▼
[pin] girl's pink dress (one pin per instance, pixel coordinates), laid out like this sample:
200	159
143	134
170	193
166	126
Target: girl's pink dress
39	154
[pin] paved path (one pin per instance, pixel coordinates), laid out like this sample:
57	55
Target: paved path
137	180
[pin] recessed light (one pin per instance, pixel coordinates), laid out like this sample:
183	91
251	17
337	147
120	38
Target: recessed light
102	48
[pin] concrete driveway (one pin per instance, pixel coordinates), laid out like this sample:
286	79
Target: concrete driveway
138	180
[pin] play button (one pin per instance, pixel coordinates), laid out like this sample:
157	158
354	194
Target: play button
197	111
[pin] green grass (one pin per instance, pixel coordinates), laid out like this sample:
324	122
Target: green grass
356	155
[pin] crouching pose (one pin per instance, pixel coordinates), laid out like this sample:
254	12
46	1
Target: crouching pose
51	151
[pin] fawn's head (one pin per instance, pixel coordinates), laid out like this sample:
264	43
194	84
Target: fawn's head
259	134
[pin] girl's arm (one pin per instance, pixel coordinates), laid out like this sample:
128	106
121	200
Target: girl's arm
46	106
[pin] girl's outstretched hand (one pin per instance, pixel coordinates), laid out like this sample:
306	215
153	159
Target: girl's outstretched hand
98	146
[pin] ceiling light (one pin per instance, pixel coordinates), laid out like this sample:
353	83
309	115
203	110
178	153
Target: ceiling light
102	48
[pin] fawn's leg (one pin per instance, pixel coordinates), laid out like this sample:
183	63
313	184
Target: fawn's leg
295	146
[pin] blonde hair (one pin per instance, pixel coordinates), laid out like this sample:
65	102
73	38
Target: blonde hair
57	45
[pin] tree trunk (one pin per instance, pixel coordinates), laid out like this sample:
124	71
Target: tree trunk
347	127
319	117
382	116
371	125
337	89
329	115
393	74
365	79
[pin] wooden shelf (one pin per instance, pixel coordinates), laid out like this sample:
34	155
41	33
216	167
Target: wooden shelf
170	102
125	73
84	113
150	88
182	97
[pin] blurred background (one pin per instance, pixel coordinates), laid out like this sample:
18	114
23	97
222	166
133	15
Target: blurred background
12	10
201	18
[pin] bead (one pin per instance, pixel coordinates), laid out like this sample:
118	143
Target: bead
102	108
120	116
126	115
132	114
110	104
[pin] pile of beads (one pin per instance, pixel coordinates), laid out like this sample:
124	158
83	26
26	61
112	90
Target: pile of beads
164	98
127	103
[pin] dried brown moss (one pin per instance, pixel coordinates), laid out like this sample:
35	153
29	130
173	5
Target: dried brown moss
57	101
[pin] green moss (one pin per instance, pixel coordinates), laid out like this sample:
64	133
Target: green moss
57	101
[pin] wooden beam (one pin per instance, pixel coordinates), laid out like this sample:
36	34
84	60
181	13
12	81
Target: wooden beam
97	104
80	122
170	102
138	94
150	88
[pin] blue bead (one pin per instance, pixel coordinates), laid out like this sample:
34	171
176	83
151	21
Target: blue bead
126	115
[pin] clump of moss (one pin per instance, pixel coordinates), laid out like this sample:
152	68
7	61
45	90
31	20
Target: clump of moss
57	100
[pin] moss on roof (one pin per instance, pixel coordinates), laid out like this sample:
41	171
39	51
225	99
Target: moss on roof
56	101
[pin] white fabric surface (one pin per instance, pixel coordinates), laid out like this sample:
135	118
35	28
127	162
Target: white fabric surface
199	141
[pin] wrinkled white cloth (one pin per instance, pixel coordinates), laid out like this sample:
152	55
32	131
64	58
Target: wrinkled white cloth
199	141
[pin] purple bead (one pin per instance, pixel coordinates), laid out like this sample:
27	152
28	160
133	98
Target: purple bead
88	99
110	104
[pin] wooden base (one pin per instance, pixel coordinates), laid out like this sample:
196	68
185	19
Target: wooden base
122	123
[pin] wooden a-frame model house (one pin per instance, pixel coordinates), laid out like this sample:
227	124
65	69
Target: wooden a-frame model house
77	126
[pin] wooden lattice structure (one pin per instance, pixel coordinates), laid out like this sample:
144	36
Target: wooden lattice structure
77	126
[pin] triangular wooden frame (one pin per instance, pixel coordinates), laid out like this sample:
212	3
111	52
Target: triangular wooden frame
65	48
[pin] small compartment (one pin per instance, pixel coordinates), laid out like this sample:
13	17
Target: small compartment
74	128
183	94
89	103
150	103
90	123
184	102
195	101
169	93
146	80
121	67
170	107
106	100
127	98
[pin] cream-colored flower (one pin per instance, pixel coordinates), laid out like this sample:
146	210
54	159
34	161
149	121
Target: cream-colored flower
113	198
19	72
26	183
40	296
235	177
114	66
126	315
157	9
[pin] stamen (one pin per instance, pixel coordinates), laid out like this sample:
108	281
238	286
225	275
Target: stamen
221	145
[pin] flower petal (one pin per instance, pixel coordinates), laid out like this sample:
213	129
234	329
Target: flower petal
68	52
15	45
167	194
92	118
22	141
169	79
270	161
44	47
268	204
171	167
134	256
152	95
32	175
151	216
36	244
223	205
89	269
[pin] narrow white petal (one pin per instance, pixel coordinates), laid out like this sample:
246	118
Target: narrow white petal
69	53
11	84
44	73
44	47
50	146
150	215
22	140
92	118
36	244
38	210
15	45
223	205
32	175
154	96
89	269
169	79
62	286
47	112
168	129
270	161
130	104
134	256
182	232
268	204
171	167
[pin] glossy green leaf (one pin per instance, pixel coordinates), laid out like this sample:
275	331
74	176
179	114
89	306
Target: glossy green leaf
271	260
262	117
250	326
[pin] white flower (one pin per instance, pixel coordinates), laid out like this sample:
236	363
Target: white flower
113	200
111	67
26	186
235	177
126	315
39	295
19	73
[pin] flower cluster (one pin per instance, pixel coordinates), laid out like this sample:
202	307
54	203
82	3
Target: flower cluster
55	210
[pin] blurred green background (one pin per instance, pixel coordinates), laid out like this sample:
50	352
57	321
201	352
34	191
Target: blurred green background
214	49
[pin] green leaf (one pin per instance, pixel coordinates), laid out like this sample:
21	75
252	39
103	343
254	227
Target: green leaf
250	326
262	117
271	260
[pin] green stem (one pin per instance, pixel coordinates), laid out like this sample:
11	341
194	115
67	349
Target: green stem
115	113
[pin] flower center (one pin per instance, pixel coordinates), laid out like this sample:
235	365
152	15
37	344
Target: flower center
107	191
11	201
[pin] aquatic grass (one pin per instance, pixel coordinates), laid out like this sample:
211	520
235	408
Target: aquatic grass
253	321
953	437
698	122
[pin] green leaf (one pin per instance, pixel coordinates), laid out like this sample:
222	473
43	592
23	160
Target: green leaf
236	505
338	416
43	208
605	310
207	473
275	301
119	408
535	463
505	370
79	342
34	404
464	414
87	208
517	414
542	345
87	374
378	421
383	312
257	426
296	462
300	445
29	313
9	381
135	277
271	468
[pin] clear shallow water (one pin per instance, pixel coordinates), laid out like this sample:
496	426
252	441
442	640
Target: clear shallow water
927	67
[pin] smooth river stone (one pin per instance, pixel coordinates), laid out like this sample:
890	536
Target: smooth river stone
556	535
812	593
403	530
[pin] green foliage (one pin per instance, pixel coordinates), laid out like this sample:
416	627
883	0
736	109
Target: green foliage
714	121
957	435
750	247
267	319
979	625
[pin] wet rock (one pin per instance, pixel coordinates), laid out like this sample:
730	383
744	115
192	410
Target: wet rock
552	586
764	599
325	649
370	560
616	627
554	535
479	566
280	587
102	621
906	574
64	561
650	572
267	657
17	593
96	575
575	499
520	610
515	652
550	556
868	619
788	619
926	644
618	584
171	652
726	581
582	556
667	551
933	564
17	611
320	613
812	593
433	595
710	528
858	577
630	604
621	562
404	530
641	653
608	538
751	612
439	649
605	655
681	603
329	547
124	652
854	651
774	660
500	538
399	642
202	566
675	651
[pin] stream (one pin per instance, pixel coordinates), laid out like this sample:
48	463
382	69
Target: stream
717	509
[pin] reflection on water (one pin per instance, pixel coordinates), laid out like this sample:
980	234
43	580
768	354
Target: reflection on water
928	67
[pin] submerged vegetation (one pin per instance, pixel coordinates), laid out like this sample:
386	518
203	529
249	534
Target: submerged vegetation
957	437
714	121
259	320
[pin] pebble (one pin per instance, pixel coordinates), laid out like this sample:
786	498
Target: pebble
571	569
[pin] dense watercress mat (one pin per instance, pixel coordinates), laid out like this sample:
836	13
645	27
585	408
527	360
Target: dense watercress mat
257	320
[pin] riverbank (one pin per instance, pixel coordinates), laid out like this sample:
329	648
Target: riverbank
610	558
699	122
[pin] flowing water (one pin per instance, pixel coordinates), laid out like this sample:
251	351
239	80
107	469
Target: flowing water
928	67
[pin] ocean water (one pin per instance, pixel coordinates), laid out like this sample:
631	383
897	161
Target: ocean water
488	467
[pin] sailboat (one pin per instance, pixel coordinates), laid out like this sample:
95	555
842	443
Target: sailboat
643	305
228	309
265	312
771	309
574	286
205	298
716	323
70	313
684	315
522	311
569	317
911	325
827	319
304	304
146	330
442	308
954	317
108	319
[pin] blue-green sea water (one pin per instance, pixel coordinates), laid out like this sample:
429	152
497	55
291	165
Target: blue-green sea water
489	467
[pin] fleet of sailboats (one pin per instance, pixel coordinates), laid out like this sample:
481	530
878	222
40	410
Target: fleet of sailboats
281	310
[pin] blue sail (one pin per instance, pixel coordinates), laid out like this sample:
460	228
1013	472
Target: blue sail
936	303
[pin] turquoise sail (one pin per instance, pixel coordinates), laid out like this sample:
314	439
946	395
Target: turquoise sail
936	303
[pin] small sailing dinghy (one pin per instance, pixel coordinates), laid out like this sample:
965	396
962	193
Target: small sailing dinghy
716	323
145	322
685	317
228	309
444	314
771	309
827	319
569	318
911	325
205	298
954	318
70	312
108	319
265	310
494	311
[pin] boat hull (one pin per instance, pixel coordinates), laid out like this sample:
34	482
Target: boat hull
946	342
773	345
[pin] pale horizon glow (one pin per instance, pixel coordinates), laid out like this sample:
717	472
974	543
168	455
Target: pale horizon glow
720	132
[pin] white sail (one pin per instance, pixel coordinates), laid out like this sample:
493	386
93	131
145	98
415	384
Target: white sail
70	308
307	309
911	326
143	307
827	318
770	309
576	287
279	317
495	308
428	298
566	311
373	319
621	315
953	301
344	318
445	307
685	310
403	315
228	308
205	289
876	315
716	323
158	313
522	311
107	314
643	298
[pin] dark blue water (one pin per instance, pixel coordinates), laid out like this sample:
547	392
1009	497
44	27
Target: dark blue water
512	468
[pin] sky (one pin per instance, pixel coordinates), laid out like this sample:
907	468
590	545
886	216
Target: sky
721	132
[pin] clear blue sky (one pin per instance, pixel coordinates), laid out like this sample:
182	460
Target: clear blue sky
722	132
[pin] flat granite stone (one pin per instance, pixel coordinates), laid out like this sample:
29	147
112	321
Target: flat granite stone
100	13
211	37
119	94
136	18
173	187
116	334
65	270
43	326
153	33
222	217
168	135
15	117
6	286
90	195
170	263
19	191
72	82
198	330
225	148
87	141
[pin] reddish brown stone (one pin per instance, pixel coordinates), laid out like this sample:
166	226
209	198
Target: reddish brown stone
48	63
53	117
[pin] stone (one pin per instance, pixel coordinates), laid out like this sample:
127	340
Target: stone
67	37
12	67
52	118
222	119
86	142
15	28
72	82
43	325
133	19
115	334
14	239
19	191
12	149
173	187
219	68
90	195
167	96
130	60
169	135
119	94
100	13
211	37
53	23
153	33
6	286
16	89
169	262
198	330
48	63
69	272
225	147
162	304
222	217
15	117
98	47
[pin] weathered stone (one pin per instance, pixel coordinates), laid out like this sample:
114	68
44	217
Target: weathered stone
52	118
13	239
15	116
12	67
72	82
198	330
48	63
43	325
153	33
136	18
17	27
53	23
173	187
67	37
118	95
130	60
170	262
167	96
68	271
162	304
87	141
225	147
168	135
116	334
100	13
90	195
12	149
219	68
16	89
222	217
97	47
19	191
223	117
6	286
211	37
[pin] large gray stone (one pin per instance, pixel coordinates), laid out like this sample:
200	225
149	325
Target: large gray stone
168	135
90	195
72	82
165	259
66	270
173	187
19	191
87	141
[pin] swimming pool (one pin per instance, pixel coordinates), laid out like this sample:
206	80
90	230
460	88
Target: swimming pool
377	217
▲
What to work on>
Your task is to write out the lines from the one with "[pin] reddish brown" through the end of the records, exactly and with nothing added.

Solution for this problem>
[pin] reddish brown stone (one pin per instance, pixel coordinates), laid out like this sample:
166	226
209	198
Target: reddish brown stone
48	63
53	117
[pin] stone (one pin per instance, pixel coordinates), laid out like this sample:
127	340
Target: stone
67	37
12	67
52	118
222	119
86	142
15	28
72	82
43	325
133	19
115	334
14	239
19	191
12	149
173	187
219	68
90	195
167	96
130	60
169	135
119	94
100	13
211	37
53	23
153	33
6	286
16	89
169	262
198	330
48	63
69	272
225	147
162	304
222	217
15	117
98	47
[pin] weathered stone (one pin per instance, pixel coordinates), laid out like this sample:
114	68
44	217
Target: weathered stone
52	118
13	239
15	116
12	67
72	82
198	330
48	63
43	325
153	33
136	18
17	27
53	23
173	187
67	37
118	95
130	60
170	262
167	96
68	271
162	304
87	141
225	147
168	135
116	334
100	13
90	195
12	149
219	68
16	89
222	217
97	47
19	191
223	117
6	286
211	37
[pin] large gray stone (one pin per instance, pixel coordinates), laid out like this sample:
200	225
149	325
Target: large gray stone
168	135
90	195
72	82
165	259
66	270
173	187
19	191
87	141
[pin] swimming pool (one pin per instance, pixel coordinates), laid out like this sample:
206	80
90	230
460	88
Target: swimming pool
377	217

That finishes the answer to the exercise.